Select every line of the material below that contains the string "asphalt", and copy each one. Case counts.
- - -
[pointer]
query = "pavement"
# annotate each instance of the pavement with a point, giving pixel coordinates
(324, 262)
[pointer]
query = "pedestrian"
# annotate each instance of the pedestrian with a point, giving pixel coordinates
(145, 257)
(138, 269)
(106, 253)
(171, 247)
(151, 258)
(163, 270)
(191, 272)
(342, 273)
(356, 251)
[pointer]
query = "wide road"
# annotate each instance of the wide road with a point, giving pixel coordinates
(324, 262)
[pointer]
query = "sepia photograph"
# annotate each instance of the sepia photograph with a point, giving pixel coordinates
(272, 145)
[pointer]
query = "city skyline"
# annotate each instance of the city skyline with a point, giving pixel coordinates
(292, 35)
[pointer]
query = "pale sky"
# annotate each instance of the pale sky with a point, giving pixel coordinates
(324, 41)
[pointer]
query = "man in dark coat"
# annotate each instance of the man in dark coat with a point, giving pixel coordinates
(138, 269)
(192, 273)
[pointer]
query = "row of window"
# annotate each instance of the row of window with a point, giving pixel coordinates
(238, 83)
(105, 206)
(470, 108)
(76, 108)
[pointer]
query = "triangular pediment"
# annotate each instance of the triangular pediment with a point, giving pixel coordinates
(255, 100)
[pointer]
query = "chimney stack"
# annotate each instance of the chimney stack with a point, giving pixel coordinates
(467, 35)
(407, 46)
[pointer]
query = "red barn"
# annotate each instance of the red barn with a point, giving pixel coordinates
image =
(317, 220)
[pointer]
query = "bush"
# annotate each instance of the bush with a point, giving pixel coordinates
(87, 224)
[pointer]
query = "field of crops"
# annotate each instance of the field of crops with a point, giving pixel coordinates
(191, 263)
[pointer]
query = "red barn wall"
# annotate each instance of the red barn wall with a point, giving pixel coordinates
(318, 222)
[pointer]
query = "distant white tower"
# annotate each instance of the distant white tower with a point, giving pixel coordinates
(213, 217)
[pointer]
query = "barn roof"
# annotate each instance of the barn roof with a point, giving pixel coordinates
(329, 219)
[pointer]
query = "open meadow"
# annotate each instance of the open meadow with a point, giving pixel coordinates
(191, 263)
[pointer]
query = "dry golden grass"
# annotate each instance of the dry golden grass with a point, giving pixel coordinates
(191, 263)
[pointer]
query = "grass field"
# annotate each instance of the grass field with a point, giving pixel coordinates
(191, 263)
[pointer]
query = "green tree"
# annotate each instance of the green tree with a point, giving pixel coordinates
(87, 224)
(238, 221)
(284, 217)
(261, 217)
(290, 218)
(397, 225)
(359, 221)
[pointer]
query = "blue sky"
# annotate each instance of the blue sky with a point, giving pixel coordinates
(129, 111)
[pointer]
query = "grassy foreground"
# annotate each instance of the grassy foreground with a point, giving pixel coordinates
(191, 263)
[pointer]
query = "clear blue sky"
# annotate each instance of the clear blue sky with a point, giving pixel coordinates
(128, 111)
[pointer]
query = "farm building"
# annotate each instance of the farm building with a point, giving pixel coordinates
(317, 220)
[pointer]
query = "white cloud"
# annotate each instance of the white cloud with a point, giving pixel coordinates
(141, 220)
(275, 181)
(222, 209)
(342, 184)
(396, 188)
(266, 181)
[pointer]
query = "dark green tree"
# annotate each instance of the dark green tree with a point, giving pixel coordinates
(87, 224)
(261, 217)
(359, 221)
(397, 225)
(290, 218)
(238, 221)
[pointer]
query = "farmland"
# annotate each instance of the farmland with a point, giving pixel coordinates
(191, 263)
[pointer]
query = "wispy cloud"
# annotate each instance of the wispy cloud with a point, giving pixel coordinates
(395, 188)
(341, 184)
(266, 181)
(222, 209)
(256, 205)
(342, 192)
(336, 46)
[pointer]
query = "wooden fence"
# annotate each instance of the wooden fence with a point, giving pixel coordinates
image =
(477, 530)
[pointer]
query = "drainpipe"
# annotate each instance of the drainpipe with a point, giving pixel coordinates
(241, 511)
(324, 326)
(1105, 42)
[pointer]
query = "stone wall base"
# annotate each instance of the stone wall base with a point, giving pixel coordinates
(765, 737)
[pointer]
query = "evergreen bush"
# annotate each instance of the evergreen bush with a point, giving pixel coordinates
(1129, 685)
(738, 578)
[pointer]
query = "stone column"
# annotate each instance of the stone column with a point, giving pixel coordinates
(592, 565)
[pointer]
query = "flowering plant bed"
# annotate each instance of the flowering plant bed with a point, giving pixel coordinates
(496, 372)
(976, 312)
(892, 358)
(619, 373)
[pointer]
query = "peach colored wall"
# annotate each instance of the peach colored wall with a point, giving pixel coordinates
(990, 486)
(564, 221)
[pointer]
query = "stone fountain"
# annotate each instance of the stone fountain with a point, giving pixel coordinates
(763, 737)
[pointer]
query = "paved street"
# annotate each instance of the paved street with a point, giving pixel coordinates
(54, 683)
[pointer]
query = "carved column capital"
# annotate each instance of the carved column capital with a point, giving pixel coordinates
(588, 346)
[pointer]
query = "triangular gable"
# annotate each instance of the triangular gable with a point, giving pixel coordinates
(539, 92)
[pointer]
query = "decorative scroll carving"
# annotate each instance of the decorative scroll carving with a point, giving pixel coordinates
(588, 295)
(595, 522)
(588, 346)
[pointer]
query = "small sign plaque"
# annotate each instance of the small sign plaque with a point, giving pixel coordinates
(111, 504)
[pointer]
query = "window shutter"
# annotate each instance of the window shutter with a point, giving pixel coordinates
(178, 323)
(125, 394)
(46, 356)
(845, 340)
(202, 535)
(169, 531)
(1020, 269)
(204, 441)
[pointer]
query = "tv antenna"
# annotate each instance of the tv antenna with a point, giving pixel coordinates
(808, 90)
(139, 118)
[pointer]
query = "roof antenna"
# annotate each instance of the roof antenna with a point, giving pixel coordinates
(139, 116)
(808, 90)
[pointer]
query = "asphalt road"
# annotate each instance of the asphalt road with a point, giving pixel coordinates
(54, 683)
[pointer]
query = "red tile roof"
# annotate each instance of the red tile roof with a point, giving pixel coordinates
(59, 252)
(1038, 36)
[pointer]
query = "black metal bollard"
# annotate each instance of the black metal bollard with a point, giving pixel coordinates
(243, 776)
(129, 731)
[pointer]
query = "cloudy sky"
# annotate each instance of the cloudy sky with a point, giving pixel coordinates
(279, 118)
- - -
_Completed task_
query = "asphalt road"
# annotate each instance of the asphalt road with a point, giving pixel coordinates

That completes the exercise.